:: Your objective ::
Images should be left out, and everything else in the listing reproduced exactly.
▼▼▼
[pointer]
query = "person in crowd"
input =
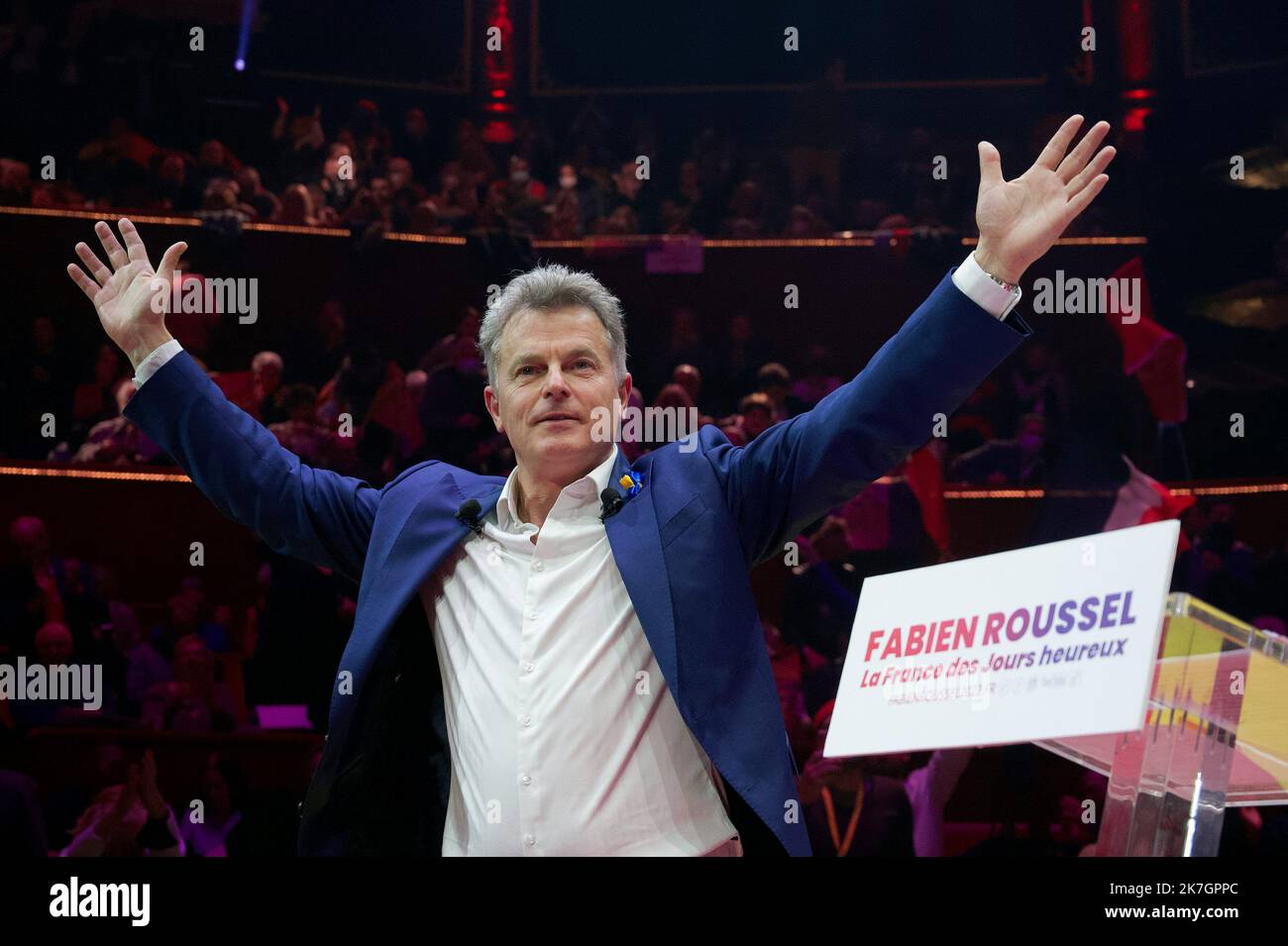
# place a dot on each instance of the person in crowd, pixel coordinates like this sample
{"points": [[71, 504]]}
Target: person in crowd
{"points": [[130, 819], [193, 700], [205, 830], [774, 381]]}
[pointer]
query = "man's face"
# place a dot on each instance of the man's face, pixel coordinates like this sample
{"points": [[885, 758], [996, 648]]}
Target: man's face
{"points": [[269, 376], [555, 364], [756, 421]]}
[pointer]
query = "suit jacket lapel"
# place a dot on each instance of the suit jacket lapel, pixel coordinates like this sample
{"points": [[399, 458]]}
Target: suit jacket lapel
{"points": [[636, 543]]}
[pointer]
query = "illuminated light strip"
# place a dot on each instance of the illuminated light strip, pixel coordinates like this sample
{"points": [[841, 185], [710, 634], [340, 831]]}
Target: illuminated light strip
{"points": [[93, 473], [426, 239], [1082, 241], [103, 215], [841, 239], [1245, 489], [296, 228]]}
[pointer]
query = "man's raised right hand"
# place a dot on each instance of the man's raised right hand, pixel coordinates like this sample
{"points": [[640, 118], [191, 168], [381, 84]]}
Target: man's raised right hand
{"points": [[130, 297]]}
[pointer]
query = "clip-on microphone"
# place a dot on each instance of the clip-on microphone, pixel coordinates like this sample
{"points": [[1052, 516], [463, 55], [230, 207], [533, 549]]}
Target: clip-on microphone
{"points": [[469, 515], [610, 503]]}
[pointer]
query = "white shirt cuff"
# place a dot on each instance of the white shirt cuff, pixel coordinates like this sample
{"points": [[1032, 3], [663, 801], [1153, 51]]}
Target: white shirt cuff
{"points": [[153, 364], [977, 286]]}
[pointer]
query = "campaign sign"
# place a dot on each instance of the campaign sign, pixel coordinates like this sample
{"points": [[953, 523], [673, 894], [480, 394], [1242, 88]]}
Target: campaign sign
{"points": [[1042, 643]]}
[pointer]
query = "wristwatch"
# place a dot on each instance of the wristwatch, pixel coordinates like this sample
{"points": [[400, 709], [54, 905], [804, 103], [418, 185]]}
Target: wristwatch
{"points": [[1009, 286]]}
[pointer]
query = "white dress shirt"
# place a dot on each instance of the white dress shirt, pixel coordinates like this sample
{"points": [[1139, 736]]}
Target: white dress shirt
{"points": [[565, 736]]}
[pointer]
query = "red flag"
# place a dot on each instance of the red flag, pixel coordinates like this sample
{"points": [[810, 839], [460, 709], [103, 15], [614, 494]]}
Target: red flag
{"points": [[1151, 353]]}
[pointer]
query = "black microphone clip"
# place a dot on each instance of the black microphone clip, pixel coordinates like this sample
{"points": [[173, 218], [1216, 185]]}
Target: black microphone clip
{"points": [[469, 515], [610, 502]]}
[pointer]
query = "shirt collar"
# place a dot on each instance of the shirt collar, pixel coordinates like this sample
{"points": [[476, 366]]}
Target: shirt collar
{"points": [[580, 493]]}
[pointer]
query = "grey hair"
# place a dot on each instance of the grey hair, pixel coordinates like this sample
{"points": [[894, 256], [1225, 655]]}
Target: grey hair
{"points": [[545, 288]]}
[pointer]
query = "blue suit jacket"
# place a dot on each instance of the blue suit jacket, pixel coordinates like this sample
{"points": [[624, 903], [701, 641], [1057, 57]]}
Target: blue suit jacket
{"points": [[684, 546]]}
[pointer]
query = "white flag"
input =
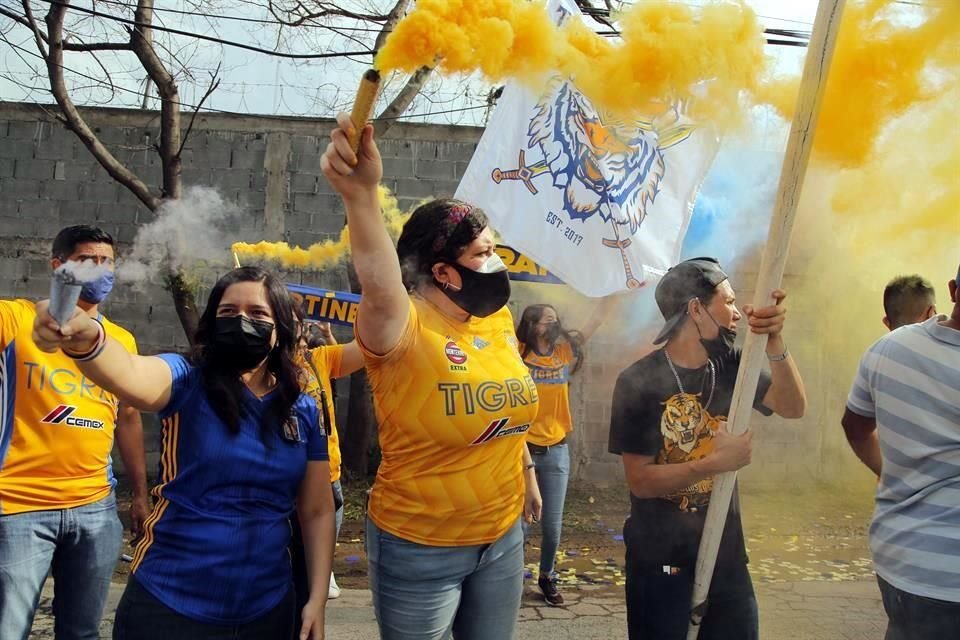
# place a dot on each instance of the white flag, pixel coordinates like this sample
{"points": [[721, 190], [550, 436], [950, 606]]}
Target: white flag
{"points": [[601, 202]]}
▲▲▲
:: The answer ::
[pointer]
query = "person in crowd"
input =
# place a dot on each instance of the person in crowd, pixel coordinates like this sample
{"points": [[71, 504]]}
Target: person in crowd
{"points": [[130, 819], [193, 700], [205, 830], [774, 381]]}
[pointer]
query = "man's face"
# place a dot on each instance of the man's face, pixel coordinates like this sample
{"points": [[885, 758], [996, 648]]}
Target: man's face
{"points": [[269, 376], [555, 364], [756, 421]]}
[pointer]
query = "suit jacket lapel"
# place a dot on each instance of the suit jacket lapel, pixel coordinates like this sample
{"points": [[399, 458]]}
Target: suit jacket lapel
{"points": [[636, 543]]}
[pointer]
query = "illuminated light strip"
# place a dot on each instance of the illuminated light strip, pixel coordinates like this sample
{"points": [[841, 185], [710, 634], [340, 831]]}
Target: illuminated light strip
{"points": [[93, 473], [426, 239], [1082, 241], [103, 215], [841, 239], [1245, 489], [296, 228]]}
[pointer]
query = "man's raised right hand"
# place a dot on each instance of the man's raised right hand, pixel coordinates like this sample
{"points": [[640, 118], [191, 168], [381, 84]]}
Target: man's raised right hand
{"points": [[130, 297]]}
[pointer]
query = "clip-on microphone"
# place a dot on each instance of the clip-on microphone, pixel coordinates like this sample
{"points": [[1052, 516], [463, 55], [230, 207], [533, 549]]}
Target: clip-on microphone
{"points": [[469, 515], [610, 503]]}
[pointer]
query = "white shirt cuff"
# place a dot on each instance of the white shirt cuff, pixel coordinates like this sample
{"points": [[1032, 3], [663, 801], [1153, 51]]}
Target: white shirt cuff
{"points": [[153, 364], [977, 286]]}
[pointer]
query = "campaign sign"
# place a dot on each instance of the campaign sign, pixel coordinates like this sample
{"points": [[953, 523], [673, 894], [480, 394], [1242, 88]]}
Target: campaign sign
{"points": [[1042, 643]]}
[pointer]
query = "wristwatch"
# place a dot on each instance of the wristwatch, pixel coordinates like this sample
{"points": [[400, 709], [54, 905], [804, 103], [418, 185]]}
Target: wristwatch
{"points": [[1009, 286]]}
[pointer]
query = "white dress shirt"
# place a dot on each instance of the white dress shirt, pixel coordinates like this sample
{"points": [[1139, 736]]}
Target: white dress shirt
{"points": [[565, 736]]}
[pointer]
query = "red flag"
# place a dot on each instance of the red flag, pixel coordinates like this sample
{"points": [[810, 839], [460, 709], [103, 15], [614, 494]]}
Target: red flag
{"points": [[1151, 353]]}
[pointer]
query = "black microphone clip"
# place a dot on each instance of the black microphone clip, pixel coordinates like this sample
{"points": [[173, 218], [1216, 185]]}
Target: black microphone clip
{"points": [[469, 515], [610, 502]]}
[pointer]
query = "shirt collar"
# place a dot on each instance of the shirt collar, pixel coordinates like this sample
{"points": [[476, 366]]}
Target: shirt collar
{"points": [[580, 493]]}
[pointer]
query = "grey hair"
# place a dot on each instance of the grey hair, pixel coordinates like this sample
{"points": [[894, 256], [1225, 655]]}
Target: grey hair
{"points": [[545, 288]]}
[pointer]
query = "blue suit jacket"
# place a dot on each instance of the blue suit jacket, pixel coordinates like this sample
{"points": [[624, 903], [701, 641], [1057, 57]]}
Target: blue suit jacket
{"points": [[684, 546]]}
[pointer]
query = "white flag"
input =
# place a dot on each instance of the white flag, pixel coordinates like this sample
{"points": [[721, 190], [550, 436], [950, 606]]}
Target: white flag
{"points": [[601, 202]]}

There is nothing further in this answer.